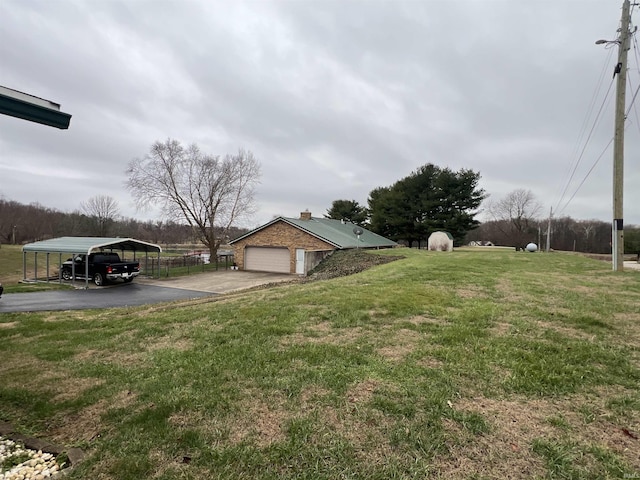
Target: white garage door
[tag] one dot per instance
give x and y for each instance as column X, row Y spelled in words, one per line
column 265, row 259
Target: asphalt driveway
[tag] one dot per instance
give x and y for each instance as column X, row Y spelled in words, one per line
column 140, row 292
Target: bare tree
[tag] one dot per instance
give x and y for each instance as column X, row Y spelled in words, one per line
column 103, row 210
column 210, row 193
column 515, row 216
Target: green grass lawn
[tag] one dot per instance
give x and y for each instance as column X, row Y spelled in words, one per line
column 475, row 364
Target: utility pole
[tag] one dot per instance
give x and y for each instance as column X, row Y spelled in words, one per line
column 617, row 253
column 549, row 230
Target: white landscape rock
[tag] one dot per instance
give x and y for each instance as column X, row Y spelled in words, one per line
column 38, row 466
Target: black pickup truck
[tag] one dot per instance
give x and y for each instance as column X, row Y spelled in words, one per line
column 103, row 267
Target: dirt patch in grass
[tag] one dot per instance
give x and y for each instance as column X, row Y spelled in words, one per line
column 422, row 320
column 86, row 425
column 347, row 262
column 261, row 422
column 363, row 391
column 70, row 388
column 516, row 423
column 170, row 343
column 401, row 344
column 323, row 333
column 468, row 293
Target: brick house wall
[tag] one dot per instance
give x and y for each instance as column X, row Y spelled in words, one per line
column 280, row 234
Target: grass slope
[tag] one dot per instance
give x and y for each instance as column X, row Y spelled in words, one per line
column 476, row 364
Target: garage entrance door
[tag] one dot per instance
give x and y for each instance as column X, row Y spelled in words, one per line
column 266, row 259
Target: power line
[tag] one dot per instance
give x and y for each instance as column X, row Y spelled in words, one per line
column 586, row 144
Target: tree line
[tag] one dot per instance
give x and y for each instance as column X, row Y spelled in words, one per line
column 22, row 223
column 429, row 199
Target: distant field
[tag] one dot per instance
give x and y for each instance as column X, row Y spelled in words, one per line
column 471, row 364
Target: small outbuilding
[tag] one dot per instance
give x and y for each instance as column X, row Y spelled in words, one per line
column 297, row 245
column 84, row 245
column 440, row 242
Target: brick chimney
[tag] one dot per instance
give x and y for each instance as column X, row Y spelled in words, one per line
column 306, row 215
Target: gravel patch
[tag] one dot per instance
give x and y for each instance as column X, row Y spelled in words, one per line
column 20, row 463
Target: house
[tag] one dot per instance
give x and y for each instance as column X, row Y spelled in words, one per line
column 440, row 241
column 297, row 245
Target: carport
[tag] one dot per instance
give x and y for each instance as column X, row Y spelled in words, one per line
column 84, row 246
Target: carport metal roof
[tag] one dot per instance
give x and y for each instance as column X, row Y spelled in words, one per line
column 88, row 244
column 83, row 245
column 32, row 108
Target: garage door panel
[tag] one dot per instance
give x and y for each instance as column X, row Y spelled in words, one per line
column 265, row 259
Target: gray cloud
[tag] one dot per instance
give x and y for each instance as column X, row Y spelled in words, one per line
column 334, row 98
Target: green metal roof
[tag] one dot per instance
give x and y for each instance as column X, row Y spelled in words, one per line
+ + + +
Given instruction -> Copy out verbatim the part of the material that begins with the line containing "Target: grass slope" and ends with the line containing "column 586, row 144", both of those lines included.

Final answer ->
Target: grass slope
[tag] one dot per instance
give x and y for each instance as column X, row Y spelled in words, one per line
column 476, row 364
Target: garage entrance door
[tag] one dot per instance
give x and y for each instance as column X, row Y spelled in words, one per line
column 266, row 259
Target: power line
[tag] one dot per instance
give x and y for each instance as column X, row Y spelled in words, one per line
column 586, row 144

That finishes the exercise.